Leave out the pictures and retype everything else in the records below exactly.

---------------

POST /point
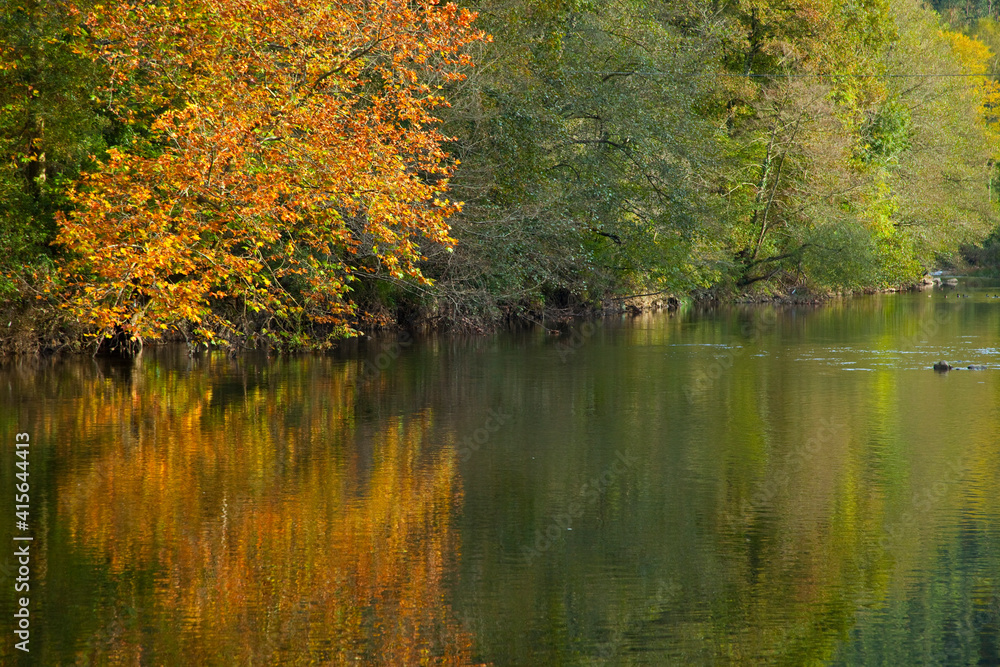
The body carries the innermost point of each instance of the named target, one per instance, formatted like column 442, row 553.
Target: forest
column 287, row 173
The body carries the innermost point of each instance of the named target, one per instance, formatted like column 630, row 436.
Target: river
column 746, row 485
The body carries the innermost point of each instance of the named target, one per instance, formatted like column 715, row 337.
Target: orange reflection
column 264, row 527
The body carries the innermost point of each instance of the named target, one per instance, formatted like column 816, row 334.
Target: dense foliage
column 281, row 170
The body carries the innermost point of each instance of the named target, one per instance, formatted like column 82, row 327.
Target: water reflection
column 706, row 488
column 233, row 520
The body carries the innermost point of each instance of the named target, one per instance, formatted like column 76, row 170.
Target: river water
column 749, row 485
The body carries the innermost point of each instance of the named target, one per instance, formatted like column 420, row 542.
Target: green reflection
column 752, row 485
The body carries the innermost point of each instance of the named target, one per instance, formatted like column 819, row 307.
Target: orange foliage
column 293, row 143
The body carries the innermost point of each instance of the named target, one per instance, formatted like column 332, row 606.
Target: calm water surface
column 755, row 485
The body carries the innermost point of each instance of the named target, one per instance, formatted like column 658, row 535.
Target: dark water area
column 748, row 485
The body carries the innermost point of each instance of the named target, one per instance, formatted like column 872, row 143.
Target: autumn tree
column 285, row 147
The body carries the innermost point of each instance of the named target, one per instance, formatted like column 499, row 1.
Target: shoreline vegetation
column 290, row 173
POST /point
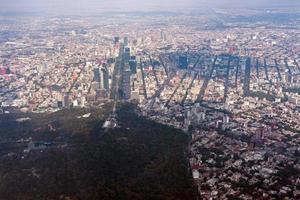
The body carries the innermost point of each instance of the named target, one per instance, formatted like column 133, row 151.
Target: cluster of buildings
column 236, row 91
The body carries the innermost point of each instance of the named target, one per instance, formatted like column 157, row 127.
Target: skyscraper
column 126, row 82
column 183, row 62
column 126, row 41
column 133, row 65
column 105, row 78
column 247, row 77
column 96, row 74
column 126, row 54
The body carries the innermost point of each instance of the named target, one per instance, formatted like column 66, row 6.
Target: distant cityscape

---------------

[Answer to this exercise]
POST /point
The body carries the innermost point of each instance of the named target, one per instance, formatted like column 442, row 553.
Target: forest
column 287, row 173
The body carries the innermost point of each instance of the named target, one per instance, formatted like column 630, row 436.
Target: river
column 746, row 485
The body carries the innermost point of each instance of the named target, one per instance, formatted like column 715, row 337.
Target: orange reflection
column 264, row 527
The body carries the innermost point of each instance of the named target, one per instance, formatted like column 816, row 334.
Target: dense foliage
column 281, row 170
The body carries the innermost point of each instance of the named target, one per instance, formatted like column 82, row 327.
Target: water reflection
column 706, row 488
column 233, row 520
The body carries the innermost point of each instance of the named target, one per instance, formatted like column 76, row 170.
Target: river water
column 749, row 485
The body carries the innermost point of each instance of the named target, one per instance, formatted like column 420, row 542.
Target: green reflection
column 752, row 485
The body carries the innermost point of each instance of the named target, one per instance, formatted like column 819, row 307.
Target: orange foliage
column 293, row 143
The body carries the innermost point of each instance of the named target, one per instance, formatted like column 332, row 606.
Target: calm water surface
column 755, row 485
The body carries the innermost point of each instance of the named target, one per instance, formatted like column 658, row 535.
Target: dark water area
column 748, row 485
The body carries the innermost point of each instance of the named target, one per instance, formatted like column 872, row 143.
Target: autumn tree
column 285, row 147
The body carries the innermost point of each instance of the named target, one per instance, formatted like column 499, row 1.
Target: shoreline vegetation
column 290, row 173
POST /point
The body carries the innermost point of each instance of the named target, one per instance, formatted like column 133, row 151.
Target: cluster of buildings
column 236, row 91
The body carries the innermost point of each instance of the named target, one per instance, formatted like column 157, row 127.
Target: skyscraper
column 126, row 82
column 183, row 62
column 126, row 41
column 133, row 65
column 105, row 78
column 247, row 77
column 96, row 74
column 126, row 54
The body carries the innermost point of each instance of the named target, one per instance, formatted like column 66, row 6.
Target: distant cityscape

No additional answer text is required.